PROBLEM DESCRIPTION: Reproduce, unaltered, the line with "In this exercise you will put a dot on the backpack" along with every line that follows it in the records, up to the last.

[Natural-language object grounding data]
———
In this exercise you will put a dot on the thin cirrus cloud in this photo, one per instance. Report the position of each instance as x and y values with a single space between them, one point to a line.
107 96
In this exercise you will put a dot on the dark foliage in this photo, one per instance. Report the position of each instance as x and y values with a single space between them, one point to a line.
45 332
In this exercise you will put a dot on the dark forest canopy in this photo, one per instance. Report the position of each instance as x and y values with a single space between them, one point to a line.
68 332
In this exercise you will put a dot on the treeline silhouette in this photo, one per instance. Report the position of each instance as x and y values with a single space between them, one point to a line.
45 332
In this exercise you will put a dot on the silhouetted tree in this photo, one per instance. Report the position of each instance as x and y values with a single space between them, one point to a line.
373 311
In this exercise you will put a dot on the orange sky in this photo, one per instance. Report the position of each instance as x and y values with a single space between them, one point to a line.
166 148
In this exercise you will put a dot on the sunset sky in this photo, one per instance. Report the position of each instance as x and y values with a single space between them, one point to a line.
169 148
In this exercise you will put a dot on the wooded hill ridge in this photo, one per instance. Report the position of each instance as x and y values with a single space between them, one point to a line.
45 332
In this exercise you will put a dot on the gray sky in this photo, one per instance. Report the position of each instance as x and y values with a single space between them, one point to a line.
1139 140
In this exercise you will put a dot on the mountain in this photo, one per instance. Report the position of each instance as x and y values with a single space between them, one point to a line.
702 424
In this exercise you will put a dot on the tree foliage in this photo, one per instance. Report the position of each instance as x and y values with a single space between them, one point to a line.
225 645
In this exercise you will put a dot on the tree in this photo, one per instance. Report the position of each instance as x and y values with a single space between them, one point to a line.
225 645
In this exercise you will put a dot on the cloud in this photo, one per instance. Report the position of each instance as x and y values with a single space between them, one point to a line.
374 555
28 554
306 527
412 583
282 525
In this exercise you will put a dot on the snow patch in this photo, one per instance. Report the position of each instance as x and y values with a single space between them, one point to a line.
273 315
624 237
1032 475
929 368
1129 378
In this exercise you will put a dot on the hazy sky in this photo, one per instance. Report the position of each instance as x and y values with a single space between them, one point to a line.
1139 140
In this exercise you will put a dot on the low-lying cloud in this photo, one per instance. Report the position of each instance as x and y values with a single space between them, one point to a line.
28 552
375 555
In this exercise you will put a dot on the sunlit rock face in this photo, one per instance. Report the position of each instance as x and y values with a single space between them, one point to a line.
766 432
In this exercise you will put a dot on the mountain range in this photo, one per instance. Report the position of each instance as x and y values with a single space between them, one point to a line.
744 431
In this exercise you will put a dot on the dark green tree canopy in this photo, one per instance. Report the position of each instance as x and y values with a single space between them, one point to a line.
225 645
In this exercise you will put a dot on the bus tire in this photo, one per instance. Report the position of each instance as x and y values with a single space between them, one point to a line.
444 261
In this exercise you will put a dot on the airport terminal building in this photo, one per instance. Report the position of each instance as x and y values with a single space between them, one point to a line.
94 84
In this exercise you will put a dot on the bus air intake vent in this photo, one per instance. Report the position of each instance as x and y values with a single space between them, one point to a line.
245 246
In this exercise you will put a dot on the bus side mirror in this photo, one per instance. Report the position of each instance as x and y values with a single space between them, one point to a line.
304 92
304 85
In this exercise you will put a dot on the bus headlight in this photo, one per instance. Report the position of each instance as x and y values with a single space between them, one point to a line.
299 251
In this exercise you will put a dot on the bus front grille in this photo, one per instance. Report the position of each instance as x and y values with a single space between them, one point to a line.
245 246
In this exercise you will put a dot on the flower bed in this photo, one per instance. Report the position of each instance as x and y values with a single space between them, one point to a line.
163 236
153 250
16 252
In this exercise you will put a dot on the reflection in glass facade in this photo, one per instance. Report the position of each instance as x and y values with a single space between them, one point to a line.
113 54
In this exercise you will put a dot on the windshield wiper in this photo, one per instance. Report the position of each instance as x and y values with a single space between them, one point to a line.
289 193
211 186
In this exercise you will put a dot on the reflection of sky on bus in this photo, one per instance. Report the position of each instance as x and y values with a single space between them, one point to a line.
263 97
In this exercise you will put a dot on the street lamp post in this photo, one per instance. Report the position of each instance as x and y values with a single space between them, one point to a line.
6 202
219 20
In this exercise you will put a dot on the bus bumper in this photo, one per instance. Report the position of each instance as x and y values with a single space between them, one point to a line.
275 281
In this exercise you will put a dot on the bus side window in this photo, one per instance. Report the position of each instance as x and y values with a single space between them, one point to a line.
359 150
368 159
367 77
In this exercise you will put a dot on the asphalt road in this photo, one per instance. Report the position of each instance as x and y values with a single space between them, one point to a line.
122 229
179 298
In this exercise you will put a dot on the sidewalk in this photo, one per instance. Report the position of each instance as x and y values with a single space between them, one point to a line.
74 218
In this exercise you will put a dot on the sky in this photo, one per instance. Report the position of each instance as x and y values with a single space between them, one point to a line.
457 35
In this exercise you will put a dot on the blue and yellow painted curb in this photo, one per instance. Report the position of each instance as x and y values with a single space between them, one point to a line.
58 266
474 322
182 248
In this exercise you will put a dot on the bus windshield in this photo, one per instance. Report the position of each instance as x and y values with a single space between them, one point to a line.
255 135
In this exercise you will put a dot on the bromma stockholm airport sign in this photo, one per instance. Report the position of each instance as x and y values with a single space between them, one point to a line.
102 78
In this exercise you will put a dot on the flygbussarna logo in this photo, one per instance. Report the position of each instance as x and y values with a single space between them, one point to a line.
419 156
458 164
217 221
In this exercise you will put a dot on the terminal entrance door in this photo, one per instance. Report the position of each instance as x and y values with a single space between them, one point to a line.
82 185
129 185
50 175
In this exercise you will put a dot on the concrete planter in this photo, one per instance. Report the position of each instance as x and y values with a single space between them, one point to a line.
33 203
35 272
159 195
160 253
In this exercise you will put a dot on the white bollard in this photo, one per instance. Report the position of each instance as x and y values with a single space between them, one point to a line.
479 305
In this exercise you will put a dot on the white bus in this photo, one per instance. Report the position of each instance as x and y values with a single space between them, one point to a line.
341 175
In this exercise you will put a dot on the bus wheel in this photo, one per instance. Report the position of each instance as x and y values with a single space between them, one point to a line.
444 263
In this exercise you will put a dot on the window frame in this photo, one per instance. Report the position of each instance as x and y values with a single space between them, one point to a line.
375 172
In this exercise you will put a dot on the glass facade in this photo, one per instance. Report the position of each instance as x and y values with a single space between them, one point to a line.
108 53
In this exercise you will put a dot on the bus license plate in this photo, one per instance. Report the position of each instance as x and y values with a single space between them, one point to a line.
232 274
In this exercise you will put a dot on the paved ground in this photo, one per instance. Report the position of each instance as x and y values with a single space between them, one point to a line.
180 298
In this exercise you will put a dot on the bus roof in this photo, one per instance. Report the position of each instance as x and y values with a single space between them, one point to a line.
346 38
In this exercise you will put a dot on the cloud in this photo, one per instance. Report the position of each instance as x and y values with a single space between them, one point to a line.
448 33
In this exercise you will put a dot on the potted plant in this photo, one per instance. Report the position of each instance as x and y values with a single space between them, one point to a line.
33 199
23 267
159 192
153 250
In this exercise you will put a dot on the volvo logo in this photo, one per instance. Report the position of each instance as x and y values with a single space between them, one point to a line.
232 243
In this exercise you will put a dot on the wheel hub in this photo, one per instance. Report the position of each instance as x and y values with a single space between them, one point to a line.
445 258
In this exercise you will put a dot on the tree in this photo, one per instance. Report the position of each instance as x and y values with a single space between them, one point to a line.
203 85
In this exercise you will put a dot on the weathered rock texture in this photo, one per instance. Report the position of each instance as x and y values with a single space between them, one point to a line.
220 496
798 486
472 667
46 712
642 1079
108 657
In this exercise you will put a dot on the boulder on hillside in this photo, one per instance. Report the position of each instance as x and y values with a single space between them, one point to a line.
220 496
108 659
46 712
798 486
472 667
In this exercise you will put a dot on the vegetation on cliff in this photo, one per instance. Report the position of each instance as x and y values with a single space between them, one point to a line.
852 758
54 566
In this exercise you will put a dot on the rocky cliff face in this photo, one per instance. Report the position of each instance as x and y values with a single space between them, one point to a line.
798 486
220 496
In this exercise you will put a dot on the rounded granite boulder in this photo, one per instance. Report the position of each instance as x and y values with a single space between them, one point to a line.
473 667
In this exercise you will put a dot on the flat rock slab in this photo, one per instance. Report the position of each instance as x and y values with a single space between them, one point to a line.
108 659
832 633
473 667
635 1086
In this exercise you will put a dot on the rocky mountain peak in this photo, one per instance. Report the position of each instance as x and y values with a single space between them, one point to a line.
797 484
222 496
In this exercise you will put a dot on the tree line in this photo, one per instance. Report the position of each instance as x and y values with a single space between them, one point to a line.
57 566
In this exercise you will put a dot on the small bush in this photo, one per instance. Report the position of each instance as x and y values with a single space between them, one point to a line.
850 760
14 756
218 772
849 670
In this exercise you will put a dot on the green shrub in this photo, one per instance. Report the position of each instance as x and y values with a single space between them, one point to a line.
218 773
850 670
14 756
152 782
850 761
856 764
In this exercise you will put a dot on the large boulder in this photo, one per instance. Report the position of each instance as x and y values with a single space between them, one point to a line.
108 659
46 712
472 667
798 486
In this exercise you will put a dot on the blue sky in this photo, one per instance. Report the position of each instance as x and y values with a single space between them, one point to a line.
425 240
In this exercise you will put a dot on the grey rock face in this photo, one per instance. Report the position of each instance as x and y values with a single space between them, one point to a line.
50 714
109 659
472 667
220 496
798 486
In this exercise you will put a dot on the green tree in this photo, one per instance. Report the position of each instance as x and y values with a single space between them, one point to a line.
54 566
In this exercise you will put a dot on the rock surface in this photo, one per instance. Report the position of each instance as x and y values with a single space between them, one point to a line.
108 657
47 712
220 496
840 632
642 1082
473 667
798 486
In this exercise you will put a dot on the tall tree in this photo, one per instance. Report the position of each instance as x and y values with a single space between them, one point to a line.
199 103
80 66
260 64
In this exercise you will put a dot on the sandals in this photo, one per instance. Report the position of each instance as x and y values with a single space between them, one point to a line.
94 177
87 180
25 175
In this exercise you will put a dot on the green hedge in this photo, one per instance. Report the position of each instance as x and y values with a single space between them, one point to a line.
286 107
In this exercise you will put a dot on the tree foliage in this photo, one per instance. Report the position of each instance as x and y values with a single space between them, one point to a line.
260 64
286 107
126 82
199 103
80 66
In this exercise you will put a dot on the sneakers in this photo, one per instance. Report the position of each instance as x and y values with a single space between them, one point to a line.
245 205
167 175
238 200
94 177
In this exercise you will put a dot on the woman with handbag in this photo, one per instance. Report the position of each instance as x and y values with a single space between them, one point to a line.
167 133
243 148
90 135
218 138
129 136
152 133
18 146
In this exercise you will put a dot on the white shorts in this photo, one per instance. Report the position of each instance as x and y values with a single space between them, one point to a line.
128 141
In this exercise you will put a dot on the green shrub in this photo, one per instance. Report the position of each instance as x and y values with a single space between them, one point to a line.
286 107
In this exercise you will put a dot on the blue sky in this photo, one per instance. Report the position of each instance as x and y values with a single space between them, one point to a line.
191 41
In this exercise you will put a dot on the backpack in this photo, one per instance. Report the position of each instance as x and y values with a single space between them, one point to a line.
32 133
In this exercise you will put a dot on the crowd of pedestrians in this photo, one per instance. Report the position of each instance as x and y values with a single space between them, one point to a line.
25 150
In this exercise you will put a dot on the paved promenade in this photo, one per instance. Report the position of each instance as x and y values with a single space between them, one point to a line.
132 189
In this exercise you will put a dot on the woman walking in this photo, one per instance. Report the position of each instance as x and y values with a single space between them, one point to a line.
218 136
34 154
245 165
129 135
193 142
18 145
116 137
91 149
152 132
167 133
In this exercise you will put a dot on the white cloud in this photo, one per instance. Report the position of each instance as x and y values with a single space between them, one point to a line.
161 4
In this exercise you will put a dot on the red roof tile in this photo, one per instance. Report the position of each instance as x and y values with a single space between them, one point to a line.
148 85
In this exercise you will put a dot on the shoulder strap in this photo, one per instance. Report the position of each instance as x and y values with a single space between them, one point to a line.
———
YOUR RESPONSE:
In this exercise you will put a dot on the backpack in this photo, one per instance. Report the position of each instance as x and y values with a single space between them, one point to a line.
32 133
In this exercise you will put a dot on the crowd of pedestrians in this photo, one per instance. Report the position of each instance as x and y values with a single space between them, one point to a line.
25 150
In this exercise you will put a dot on the paved promenade in this photo, one per instance. Report the position of each instance as x and y values with a single space between them, one point to a line.
132 189
In this exercise you will put a dot on the woman walking in this photo, one per instance. Report the position of each instance as x and y values with a single space between them, one point to a line.
218 136
34 154
245 165
129 135
193 142
18 145
116 137
91 149
152 132
167 133
In this exercise you will put a dot on the white cloud in this photo, one per instance. Report the position of each instance as x and y values with a single space between them, one point to a line.
161 4
In this exercise you will put a dot on the red roof tile in this photo, one per instance. Report the position of each instance as x and y values with a single space between them, one point to a line.
148 85
In this exercise you will put a dot on the shoulder strap in this photo, one per instance. Report the position of each instance as x and y values with a single space between them, one point to a line.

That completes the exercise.